─── DATASET ───
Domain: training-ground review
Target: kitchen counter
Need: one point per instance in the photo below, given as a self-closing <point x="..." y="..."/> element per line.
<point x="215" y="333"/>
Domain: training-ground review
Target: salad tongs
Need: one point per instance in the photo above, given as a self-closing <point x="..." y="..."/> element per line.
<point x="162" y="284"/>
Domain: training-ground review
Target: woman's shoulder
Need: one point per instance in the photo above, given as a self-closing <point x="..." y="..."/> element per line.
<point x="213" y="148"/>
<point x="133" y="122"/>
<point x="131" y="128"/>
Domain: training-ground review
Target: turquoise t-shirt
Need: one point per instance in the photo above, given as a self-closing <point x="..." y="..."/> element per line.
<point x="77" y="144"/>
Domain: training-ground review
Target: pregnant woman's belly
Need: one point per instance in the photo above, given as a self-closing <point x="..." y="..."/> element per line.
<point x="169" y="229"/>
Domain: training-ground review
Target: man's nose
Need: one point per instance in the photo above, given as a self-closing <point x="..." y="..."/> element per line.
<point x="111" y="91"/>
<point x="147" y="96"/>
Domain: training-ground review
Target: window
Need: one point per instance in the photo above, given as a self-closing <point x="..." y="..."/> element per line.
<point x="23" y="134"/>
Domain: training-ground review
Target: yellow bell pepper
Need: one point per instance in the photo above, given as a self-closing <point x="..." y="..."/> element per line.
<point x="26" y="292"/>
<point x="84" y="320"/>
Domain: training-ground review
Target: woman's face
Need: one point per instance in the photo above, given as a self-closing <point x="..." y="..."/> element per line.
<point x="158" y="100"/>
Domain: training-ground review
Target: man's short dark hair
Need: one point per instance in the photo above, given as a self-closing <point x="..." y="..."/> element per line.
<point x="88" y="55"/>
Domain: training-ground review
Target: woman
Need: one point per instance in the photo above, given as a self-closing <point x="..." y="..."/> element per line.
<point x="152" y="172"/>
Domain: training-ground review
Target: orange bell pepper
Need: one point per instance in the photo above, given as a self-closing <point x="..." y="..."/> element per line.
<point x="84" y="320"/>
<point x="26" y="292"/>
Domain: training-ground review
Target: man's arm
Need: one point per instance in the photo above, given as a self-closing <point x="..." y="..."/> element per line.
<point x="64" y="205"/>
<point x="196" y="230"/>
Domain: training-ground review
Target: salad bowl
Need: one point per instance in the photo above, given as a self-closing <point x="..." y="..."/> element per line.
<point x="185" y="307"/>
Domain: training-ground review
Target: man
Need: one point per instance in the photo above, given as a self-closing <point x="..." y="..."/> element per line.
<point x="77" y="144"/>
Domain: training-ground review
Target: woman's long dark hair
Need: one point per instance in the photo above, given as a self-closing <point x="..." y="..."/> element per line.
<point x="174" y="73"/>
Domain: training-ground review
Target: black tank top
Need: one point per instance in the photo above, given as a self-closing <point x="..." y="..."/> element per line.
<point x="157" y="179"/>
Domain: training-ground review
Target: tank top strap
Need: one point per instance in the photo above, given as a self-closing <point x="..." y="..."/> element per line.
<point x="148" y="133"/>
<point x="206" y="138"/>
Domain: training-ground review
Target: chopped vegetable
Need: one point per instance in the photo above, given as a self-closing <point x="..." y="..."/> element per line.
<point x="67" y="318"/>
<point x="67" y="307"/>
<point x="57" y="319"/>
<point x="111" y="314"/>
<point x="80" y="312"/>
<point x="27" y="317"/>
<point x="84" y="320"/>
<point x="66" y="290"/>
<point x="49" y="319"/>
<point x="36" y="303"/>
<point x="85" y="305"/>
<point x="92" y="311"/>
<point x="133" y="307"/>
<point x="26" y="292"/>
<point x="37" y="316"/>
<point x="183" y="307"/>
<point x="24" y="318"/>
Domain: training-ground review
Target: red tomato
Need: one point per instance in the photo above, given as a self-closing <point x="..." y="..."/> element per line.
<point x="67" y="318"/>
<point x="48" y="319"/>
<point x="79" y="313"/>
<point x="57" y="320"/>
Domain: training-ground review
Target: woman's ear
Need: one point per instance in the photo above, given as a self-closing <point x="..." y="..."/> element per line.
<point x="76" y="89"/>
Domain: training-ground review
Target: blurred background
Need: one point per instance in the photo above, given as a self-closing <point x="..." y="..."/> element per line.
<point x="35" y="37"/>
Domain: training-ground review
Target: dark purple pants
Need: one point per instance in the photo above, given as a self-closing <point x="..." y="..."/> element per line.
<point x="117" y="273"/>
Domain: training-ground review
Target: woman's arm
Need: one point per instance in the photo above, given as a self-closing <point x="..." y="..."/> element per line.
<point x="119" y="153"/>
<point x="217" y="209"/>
───
§ GOAL: All of the entries should be written out again exactly.

§ FINISHED ANSWER:
Domain: training-ground review
Target: kitchen counter
Need: one point per instance in the photo below, given as a self-closing <point x="..." y="..."/> element per line.
<point x="215" y="333"/>
Domain: training-ground review
Target: salad tongs
Need: one point per instance in the photo above, given as a self-closing <point x="..." y="..."/> element per line.
<point x="162" y="284"/>
Domain: training-ground review
Target: woman's shoulder
Need: one point per instance in the photo above, given as a self-closing <point x="..." y="..."/> element per line.
<point x="213" y="148"/>
<point x="133" y="122"/>
<point x="131" y="128"/>
Domain: training-ground review
Target: turquoise t-shirt
Need: one point per instance in the photo above, given as a self-closing <point x="..." y="..."/> element per line.
<point x="77" y="144"/>
Domain: training-ground review
Target: pregnant woman's belly
Need: one point per instance in the photo above, given as a self-closing <point x="..." y="..."/> element per line.
<point x="169" y="229"/>
Domain: training-ground review
Target: man's nose
Need: one point per instance in the photo above, given as a self-closing <point x="..." y="..."/> element per line.
<point x="111" y="91"/>
<point x="147" y="96"/>
Domain: training-ground review
Target: window
Need: one point per instance in the photo above, given as a self-closing <point x="..." y="..."/> element per line.
<point x="23" y="134"/>
Domain: training-ground review
Target: yellow bell pepper
Need: one point per instance in the photo above, given as a self-closing <point x="..." y="..."/> element per line.
<point x="26" y="292"/>
<point x="84" y="320"/>
Domain: training-ground review
Target: woman's face
Need: one point per instance in the photo above, given as a self-closing <point x="..." y="..."/> element per line.
<point x="158" y="100"/>
Domain: training-ground review
Target: man's short dark hair
Need: one point per instance in the photo above, given as a self-closing <point x="..." y="..."/> element per line.
<point x="88" y="55"/>
Domain: training-ground review
Target: woman
Need: one point per instance in the photo above, given as a self-closing <point x="..." y="..."/> element per line.
<point x="152" y="172"/>
Domain: training-ground review
Target: orange bell pepper
Need: one point per instance in the photo above, given as a self-closing <point x="..." y="..."/> element per line.
<point x="84" y="320"/>
<point x="26" y="292"/>
Domain: training-ground review
Target: man's arm
Need: one point per instance in the photo above, given as a self-closing <point x="..." y="..."/> element per line.
<point x="64" y="205"/>
<point x="196" y="230"/>
Domain: training-ground review
Target: salad bowl
Need: one point per instance in the photo above, given as a self-closing <point x="..." y="..."/> element per line.
<point x="185" y="307"/>
Domain: training-ground review
Target: man
Need: one point per instance in the photo above, given as a self-closing <point x="..." y="..."/> element per line.
<point x="77" y="144"/>
Domain: training-ground review
Target: woman's long dark hair
Need: one point per instance in the photo above, given as a self-closing <point x="..." y="..."/> element per line.
<point x="174" y="73"/>
Domain: training-ground review
Target: black tank top
Need: one point per instance in the photo above, given as a self-closing <point x="..." y="..."/> element per line.
<point x="157" y="179"/>
Domain: training-ground review
Target: tank top strap
Need: one point per instance in the photo above, given as a self-closing <point x="..." y="..."/> element per line.
<point x="148" y="133"/>
<point x="206" y="138"/>
Domain: training-ground review
Target: chopped vegetable
Need: one point per instance in the photo above, given as a self-closing <point x="..." y="..."/> element per line.
<point x="67" y="318"/>
<point x="67" y="307"/>
<point x="57" y="319"/>
<point x="111" y="314"/>
<point x="80" y="312"/>
<point x="27" y="317"/>
<point x="84" y="320"/>
<point x="66" y="290"/>
<point x="49" y="319"/>
<point x="36" y="303"/>
<point x="85" y="305"/>
<point x="92" y="311"/>
<point x="133" y="307"/>
<point x="26" y="292"/>
<point x="37" y="316"/>
<point x="183" y="307"/>
<point x="24" y="318"/>
Domain: training-ground review
Target: red tomato
Need: one point per instance in the photo above, given as a self-closing <point x="..." y="..."/> element per line.
<point x="67" y="318"/>
<point x="48" y="319"/>
<point x="79" y="313"/>
<point x="57" y="320"/>
Domain: training-ground review
Target: woman's ear
Need: one point per instance in the photo above, given as a self-closing <point x="..." y="..."/> element per line.
<point x="76" y="89"/>
Domain: training-ground review
Target: blurred background
Need: one point per instance in the photo above, given as a self-closing <point x="..." y="..."/> element per line.
<point x="35" y="37"/>
Domain: training-ground review
Target: dark purple pants
Need: one point per instance in the photo above, given as a self-closing <point x="..." y="..."/> element per line.
<point x="117" y="273"/>
Domain: training-ground review
Target: woman's arm
Need: one point per instance in the photo above, given as a self-closing <point x="..." y="..."/> element per line.
<point x="119" y="153"/>
<point x="217" y="209"/>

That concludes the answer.